> _Task prompt_: The response must consist of the complete listing below, reproduced without alteration.

(Records for processing Opens)

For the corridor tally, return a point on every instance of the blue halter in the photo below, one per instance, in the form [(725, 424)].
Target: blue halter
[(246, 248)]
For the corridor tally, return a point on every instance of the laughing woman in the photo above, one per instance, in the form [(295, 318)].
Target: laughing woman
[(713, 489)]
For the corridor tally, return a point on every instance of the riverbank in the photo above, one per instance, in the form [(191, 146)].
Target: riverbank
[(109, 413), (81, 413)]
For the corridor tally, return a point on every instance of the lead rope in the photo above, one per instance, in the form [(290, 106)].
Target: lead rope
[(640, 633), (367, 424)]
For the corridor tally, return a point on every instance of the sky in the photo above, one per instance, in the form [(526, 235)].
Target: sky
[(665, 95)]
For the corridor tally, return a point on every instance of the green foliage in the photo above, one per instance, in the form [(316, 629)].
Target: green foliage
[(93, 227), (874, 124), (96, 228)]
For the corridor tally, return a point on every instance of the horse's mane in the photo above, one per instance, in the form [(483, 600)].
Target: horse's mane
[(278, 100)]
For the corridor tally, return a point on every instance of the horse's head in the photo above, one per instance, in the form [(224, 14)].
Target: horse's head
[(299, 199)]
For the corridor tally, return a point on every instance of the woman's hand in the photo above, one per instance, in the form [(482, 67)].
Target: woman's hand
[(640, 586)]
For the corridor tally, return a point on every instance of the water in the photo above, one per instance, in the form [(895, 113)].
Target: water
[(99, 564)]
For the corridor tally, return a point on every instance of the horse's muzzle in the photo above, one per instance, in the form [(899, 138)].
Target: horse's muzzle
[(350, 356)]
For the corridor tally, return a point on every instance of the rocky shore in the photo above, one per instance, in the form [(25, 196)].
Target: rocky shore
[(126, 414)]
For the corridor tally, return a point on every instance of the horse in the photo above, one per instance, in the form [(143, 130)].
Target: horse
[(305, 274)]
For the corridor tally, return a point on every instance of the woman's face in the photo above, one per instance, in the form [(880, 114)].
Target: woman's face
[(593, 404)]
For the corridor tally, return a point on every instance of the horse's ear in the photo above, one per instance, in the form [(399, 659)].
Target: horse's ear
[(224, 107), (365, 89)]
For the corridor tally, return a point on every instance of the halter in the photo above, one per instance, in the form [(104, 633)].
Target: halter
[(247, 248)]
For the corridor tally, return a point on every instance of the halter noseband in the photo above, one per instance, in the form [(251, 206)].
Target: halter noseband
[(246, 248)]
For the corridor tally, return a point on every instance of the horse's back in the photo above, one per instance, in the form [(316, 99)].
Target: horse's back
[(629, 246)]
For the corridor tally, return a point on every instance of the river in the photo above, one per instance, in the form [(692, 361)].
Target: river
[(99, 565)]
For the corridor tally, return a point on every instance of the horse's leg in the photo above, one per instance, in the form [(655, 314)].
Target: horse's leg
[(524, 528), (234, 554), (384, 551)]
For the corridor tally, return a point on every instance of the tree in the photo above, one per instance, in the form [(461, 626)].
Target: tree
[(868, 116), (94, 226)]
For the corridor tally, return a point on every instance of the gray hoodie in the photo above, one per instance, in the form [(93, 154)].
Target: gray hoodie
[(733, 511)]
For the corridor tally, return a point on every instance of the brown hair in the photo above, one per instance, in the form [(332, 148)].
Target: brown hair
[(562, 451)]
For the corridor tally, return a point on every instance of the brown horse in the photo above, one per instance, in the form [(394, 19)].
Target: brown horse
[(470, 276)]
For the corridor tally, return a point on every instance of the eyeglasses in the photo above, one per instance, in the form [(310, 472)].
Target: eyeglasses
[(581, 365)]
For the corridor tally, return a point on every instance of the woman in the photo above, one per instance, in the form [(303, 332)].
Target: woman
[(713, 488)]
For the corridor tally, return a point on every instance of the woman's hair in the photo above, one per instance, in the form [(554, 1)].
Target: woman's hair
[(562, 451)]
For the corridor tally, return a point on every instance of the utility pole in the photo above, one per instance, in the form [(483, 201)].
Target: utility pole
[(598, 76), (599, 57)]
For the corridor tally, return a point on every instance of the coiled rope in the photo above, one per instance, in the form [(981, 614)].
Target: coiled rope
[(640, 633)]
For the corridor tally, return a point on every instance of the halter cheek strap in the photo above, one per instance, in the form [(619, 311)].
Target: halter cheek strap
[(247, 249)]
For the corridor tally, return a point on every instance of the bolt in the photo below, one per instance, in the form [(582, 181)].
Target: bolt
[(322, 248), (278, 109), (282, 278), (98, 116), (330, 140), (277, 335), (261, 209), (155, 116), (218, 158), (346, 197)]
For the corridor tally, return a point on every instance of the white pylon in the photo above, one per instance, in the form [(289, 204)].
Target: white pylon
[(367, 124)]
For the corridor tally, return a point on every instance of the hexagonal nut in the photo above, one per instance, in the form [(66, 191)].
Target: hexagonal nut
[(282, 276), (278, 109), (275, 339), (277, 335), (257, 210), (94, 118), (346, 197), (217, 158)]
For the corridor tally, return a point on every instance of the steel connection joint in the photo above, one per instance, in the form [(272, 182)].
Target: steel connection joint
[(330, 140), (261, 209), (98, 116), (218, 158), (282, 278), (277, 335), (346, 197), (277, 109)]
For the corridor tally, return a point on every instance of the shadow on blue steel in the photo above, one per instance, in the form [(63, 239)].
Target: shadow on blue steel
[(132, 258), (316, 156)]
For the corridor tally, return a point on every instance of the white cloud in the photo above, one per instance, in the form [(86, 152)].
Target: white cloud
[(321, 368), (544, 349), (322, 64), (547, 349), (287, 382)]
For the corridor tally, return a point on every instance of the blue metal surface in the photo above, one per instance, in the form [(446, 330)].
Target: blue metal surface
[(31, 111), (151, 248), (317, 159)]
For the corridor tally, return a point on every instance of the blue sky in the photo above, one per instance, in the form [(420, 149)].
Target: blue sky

(Records for processing Closes)

> _Written answer_:
For the corridor tally, return a point on every instance of the blue halter in the photo below, one per instance, in the form [(725, 424)].
Target: blue halter
[(246, 248)]
For the corridor tally, return a point on every instance of the laughing woman in the photo above, one per instance, in the form [(295, 318)].
Target: laughing woman
[(713, 489)]
For the corridor tally, return a point on every instance of the riverbank in the photo above, one per instance, in the form [(191, 146)].
Target: riverbank
[(109, 413), (81, 413)]
For the corridor tally, return a point on every instance of the lead rope in the photo above, one per instance, in the form [(290, 106)].
Target: lead rope
[(640, 633), (367, 424)]
For the corridor tally, return a point on every instance of the sky in the photo above, one per instance, in the form [(526, 235)].
Target: sky
[(665, 95)]
For the corridor tally, return a point on every instance of the green foliage in the photo above, one per instance, in the form [(316, 629)].
Target: green foliage
[(93, 227), (874, 124), (96, 228)]
For the corridor tally, return a point on every instance of the horse's mane in the photo above, one per instance, in the form [(483, 600)].
Target: horse's mane
[(278, 100)]
For the corridor tally, return a point on every instance of the horse's head in the photo above, one per instance, in the form [(224, 14)].
Target: horse's head
[(299, 199)]
For the corridor tally, return a point on every instance of the woman's hand in the photo above, one per instance, in the form [(482, 67)].
Target: woman's hand
[(640, 586)]
For the corridor tally, return a point on every instance of the water in the photo above, one per instance, in the form [(895, 113)].
Target: water
[(99, 564)]
For the corridor tally, return a point on every instance of the horse's muzzle in the photo above, one per instance, in the form [(899, 138)].
Target: horse's muzzle
[(350, 356)]
For the corridor tally, return a point on every instance of the rocky shore in the photo above, one per instance, in the form [(25, 196)].
Target: rocky shore
[(126, 414)]
For the corridor tally, return a point on every instance of the horse in the photo above, one per instance, in the form [(143, 130)].
Target: horse
[(305, 274)]
For the corridor tally, return a point on every instance of the woman's face in the photo above, one per instance, in the form [(880, 114)].
Target: woman's face
[(593, 404)]
For the corridor tally, return a point on every instance of the horse's ear in the photo above, one per instance, in the form [(399, 659)].
Target: horse's ear
[(224, 107), (365, 89)]
For the corridor tally, return a point on every instance of the halter in the photo above, one per instance, in the form [(104, 633)].
Target: halter
[(247, 248)]
For the corridor tally, return a point on every instance of the halter noseband in the photo above, one per instance, in the form [(251, 206)].
Target: halter noseband
[(246, 248)]
For the corridor tally, return a point on every instance of the horse's back in the photo above, one per instance, in the form [(316, 99)].
Target: horse's back
[(629, 246)]
For the corridor tally, return a point on every instance of the river in the photo above, one per instance, in the form [(692, 361)].
Target: river
[(99, 565)]
For the corridor tally, return a point on every instance of the horse's leg in the photo above, one per instance, in the form [(655, 314)].
Target: horse's leg
[(524, 528), (234, 554), (384, 551)]
For the corridor tally, return a point on every instance of the tree in the photo above, one per instance, in the form [(461, 626)].
Target: tree
[(868, 116), (94, 226)]
For the corridor tally, return a point on every instance of the gray hoodie in the photo above, one per instance, in the form [(93, 154)].
Target: gray hoodie
[(733, 511)]
For the corridor tally, return a point on every instance of the brown hair in the photo above, one per instance, in the form [(332, 148)].
Target: brown hair
[(562, 451)]
For the corridor tally, return a point on every instance of the brown horse in the photo above, one per instance, in the form [(394, 19)].
Target: brown horse
[(470, 276)]
For the corridor tally, return a point on every instance of the eyeglasses in the photo above, one per instance, in the form [(310, 472)].
Target: eyeglasses
[(581, 365)]
For the corridor tally, return a point on every instance of the woman in the photo above, one per instance, in the form [(303, 332)].
Target: woman
[(713, 488)]
For the corridor tally, return a point on every instance of the woman's hair in the photo above, one per instance, in the form [(554, 1)].
Target: woman's hair
[(562, 451)]
For the corridor tally, return a point on every instance of the utility pole in the photo above, one per instance, in the form [(483, 201)].
Target: utility pole
[(598, 76), (599, 57)]
For the corridor tally, return a point on every instance of the coiled rope in the photo above, one per instance, in the form [(981, 614)].
Target: coiled rope
[(640, 633)]
For the corridor tally, return a point on every instance of the halter cheek strap in the photo above, one per instance, in the form [(619, 311)].
Target: halter cheek strap
[(247, 249)]
For the corridor tally, return a point on every instance of the bolt in the photo below, one per instance, in the form [(582, 181)].
Target: bolt
[(322, 248), (278, 109), (282, 278), (98, 116), (330, 140), (277, 335), (261, 209), (155, 116), (218, 158), (346, 197)]
For the corridor tally, return a point on every instance of the white pylon in the photo above, one per instance, in the form [(289, 204)].
Target: white pylon
[(367, 124)]
For the corridor tally, return a point on every instance of the hexagonal nut in the photo above, one per instance, in the form [(66, 191)].
Target: hexagonal nut
[(282, 276), (278, 109), (275, 339), (277, 335), (257, 210), (94, 118), (346, 197), (217, 158)]
For the corridor tally, return a point on every instance of the steel connection joint in the photo above, one per instance, in the form [(272, 182)].
Target: steel connection joint
[(330, 140), (261, 209), (98, 116), (218, 158), (282, 278), (277, 335), (346, 197), (277, 109)]
For the corridor tally, return a point on every instance of the shadow on blue steel in the photo above, one per instance, in the form [(63, 239)].
Target: shadow on blue steel
[(132, 258), (316, 156)]
For the corridor tally, return a point on every instance of the white cloud in the photo above, one per instance, in the form [(86, 152)].
Target: white cloud
[(321, 368), (544, 349), (322, 64), (547, 349), (287, 382)]
For the corridor tally, return a point on every instance of the blue metal surface in the photo above, one per instance, in the form [(446, 330)].
Target: blue metal surface
[(31, 111), (151, 248), (317, 159)]
For the corridor tally, return a point on every instance of the blue sky in the photo above, one per instance, in the form [(420, 149)].
Target: blue sky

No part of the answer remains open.